··· Data entries ···

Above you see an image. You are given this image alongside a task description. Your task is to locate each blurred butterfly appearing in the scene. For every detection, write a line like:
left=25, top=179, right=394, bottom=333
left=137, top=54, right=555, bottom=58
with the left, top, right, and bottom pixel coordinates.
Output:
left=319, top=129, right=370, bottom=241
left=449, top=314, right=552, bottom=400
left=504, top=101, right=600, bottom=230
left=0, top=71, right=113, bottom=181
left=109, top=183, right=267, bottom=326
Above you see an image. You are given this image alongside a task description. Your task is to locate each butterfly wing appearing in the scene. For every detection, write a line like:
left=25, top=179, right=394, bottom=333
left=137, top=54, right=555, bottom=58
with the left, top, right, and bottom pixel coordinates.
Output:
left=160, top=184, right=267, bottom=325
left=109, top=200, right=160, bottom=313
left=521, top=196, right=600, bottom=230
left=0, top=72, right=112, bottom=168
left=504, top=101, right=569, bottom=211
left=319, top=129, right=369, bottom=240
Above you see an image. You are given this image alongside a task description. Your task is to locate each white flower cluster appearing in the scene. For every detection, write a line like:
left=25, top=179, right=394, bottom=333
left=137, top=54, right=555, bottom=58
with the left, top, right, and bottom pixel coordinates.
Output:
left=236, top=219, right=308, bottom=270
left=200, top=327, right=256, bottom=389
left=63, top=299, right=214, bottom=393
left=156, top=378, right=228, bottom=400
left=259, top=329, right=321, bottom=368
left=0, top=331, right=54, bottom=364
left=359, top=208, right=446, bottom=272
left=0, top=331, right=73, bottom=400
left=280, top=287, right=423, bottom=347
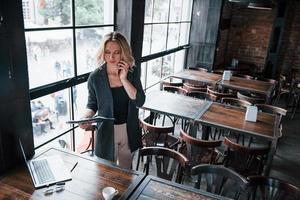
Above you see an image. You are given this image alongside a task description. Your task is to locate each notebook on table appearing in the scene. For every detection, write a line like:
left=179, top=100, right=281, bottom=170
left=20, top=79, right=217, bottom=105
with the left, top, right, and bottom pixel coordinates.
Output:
left=19, top=140, right=72, bottom=188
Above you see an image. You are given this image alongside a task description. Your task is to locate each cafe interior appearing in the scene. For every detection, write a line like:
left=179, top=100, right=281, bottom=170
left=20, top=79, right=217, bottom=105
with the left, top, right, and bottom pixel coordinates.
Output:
left=0, top=0, right=300, bottom=199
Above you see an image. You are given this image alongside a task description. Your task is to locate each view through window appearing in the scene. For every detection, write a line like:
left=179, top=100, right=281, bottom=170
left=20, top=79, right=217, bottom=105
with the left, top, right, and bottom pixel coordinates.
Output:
left=142, top=0, right=192, bottom=89
left=22, top=0, right=114, bottom=150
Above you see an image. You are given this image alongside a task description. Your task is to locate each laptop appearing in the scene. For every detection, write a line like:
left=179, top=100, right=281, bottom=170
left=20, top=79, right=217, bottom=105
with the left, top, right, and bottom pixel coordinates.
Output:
left=19, top=140, right=72, bottom=188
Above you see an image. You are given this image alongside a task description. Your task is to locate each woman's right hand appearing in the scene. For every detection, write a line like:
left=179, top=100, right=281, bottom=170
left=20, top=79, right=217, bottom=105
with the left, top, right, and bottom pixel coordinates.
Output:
left=79, top=123, right=92, bottom=131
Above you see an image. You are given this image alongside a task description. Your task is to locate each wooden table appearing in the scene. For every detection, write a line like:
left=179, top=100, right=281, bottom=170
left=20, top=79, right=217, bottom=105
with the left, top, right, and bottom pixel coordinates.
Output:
left=141, top=91, right=212, bottom=136
left=218, top=76, right=274, bottom=100
left=196, top=103, right=281, bottom=175
left=172, top=69, right=222, bottom=85
left=129, top=176, right=227, bottom=200
left=0, top=148, right=145, bottom=200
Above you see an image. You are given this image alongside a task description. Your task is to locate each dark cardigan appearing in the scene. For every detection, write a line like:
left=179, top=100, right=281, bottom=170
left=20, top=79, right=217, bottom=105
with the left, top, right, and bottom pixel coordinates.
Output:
left=87, top=64, right=145, bottom=161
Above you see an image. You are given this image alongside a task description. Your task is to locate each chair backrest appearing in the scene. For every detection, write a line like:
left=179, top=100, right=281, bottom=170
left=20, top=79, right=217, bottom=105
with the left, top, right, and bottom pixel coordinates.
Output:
left=188, top=67, right=207, bottom=72
left=256, top=104, right=287, bottom=116
left=237, top=92, right=266, bottom=104
left=188, top=91, right=217, bottom=101
left=221, top=97, right=252, bottom=108
left=234, top=74, right=254, bottom=80
left=224, top=137, right=270, bottom=177
left=183, top=82, right=206, bottom=92
left=139, top=147, right=188, bottom=183
left=256, top=104, right=287, bottom=138
left=212, top=69, right=224, bottom=74
left=163, top=86, right=188, bottom=95
left=207, top=87, right=234, bottom=101
left=160, top=78, right=183, bottom=87
left=191, top=164, right=249, bottom=199
left=248, top=176, right=300, bottom=200
left=140, top=119, right=179, bottom=148
left=179, top=129, right=222, bottom=167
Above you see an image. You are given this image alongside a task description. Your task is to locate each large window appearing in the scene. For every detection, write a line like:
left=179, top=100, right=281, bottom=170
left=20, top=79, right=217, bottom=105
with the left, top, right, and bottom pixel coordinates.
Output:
left=142, top=0, right=192, bottom=88
left=22, top=0, right=114, bottom=147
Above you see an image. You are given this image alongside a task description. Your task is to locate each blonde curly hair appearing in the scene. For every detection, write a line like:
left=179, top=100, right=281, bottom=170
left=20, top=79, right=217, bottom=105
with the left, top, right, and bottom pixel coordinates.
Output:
left=96, top=31, right=134, bottom=67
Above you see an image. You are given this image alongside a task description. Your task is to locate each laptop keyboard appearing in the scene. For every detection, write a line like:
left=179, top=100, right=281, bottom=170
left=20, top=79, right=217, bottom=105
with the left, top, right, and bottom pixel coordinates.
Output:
left=32, top=159, right=55, bottom=183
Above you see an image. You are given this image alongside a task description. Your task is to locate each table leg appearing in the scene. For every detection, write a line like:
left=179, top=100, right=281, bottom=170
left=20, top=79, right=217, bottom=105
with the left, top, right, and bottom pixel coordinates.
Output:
left=264, top=138, right=278, bottom=176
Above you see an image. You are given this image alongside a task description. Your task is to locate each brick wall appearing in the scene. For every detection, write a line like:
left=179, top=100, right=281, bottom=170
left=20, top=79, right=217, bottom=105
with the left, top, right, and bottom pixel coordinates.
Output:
left=280, top=1, right=300, bottom=77
left=215, top=0, right=300, bottom=77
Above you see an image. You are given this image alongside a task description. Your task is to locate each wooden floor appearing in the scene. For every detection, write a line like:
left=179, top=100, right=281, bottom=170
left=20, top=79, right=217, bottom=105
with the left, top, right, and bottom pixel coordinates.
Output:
left=270, top=108, right=300, bottom=187
left=133, top=102, right=300, bottom=187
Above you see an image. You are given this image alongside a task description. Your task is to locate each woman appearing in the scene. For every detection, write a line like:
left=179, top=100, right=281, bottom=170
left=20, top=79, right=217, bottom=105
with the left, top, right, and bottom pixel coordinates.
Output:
left=80, top=32, right=145, bottom=169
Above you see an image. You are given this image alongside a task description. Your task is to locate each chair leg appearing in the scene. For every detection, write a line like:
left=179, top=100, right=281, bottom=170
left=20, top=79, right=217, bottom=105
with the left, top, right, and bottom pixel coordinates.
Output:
left=135, top=150, right=141, bottom=171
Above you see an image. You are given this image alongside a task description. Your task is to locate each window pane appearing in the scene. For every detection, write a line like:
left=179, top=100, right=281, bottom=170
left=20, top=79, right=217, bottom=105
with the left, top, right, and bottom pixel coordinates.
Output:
left=173, top=49, right=186, bottom=73
left=144, top=0, right=153, bottom=23
left=151, top=24, right=167, bottom=54
left=146, top=57, right=162, bottom=87
left=153, top=0, right=169, bottom=22
left=162, top=53, right=175, bottom=78
left=25, top=30, right=74, bottom=88
left=76, top=26, right=113, bottom=75
left=31, top=89, right=70, bottom=146
left=168, top=24, right=180, bottom=49
left=179, top=23, right=190, bottom=46
left=75, top=0, right=114, bottom=25
left=181, top=0, right=193, bottom=21
left=169, top=0, right=182, bottom=22
left=142, top=25, right=152, bottom=56
left=22, top=0, right=72, bottom=28
left=141, top=62, right=147, bottom=89
left=73, top=82, right=88, bottom=119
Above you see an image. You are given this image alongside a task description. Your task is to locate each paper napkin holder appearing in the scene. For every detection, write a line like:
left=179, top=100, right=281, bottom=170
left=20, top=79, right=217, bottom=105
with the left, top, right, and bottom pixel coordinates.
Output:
left=222, top=70, right=231, bottom=81
left=245, top=106, right=258, bottom=122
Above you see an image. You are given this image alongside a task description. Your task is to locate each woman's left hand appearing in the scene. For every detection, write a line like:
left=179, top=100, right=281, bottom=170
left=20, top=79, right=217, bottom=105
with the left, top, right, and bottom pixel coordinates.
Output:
left=118, top=61, right=130, bottom=80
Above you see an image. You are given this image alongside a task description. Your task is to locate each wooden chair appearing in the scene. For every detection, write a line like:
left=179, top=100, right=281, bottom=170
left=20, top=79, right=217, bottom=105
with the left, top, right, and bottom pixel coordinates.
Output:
left=137, top=147, right=188, bottom=183
left=256, top=104, right=287, bottom=123
left=191, top=164, right=249, bottom=199
left=207, top=87, right=234, bottom=101
left=160, top=78, right=183, bottom=87
left=224, top=137, right=270, bottom=177
left=234, top=74, right=254, bottom=80
left=188, top=91, right=217, bottom=101
left=183, top=83, right=207, bottom=92
left=237, top=92, right=266, bottom=104
left=162, top=86, right=189, bottom=127
left=258, top=78, right=280, bottom=104
left=188, top=67, right=208, bottom=72
left=179, top=129, right=222, bottom=167
left=163, top=86, right=189, bottom=95
left=248, top=176, right=300, bottom=200
left=140, top=119, right=180, bottom=149
left=212, top=69, right=224, bottom=74
left=273, top=74, right=292, bottom=107
left=221, top=97, right=252, bottom=108
left=248, top=104, right=287, bottom=146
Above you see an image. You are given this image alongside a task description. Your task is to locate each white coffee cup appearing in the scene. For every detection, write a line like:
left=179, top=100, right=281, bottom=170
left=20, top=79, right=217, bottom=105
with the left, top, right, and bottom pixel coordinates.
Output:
left=102, top=187, right=119, bottom=200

···

Task instructions: Copy out the records from the line with "locate each large" to the line with "left=32, top=159, right=55, bottom=183", requests included. Add 3 to every bounding-box coordinate in the answers, and leave the requests and their format samples unchanged.

Written solution:
Above you see an image. You are given this image alongside a task description. Your task is to locate each large window appearing in the scene. For every detection, write a line like:
left=179, top=100, right=281, bottom=170
left=20, top=79, right=217, bottom=105
with the left, top, right, and bottom pixel coordinates.
Output:
left=145, top=3, right=195, bottom=91
left=25, top=3, right=117, bottom=150
Above you see an image. You are given this image alongside a task description. Your task is to locate each blonde curly hair appearing in the scene. For every detection, write a line like:
left=179, top=100, right=281, bottom=170
left=20, top=79, right=217, bottom=105
with the left, top, right, and bottom pixel coordinates.
Output:
left=99, top=34, right=137, bottom=70
Above you see an image. You are given this image alongside a task description. Your task is to locate each laptop keyboard appearing in the scene. For every detection, write a line like:
left=179, top=100, right=281, bottom=170
left=20, top=79, right=217, bottom=105
with the left, top, right, and bottom pixel coordinates.
Output:
left=35, top=162, right=58, bottom=186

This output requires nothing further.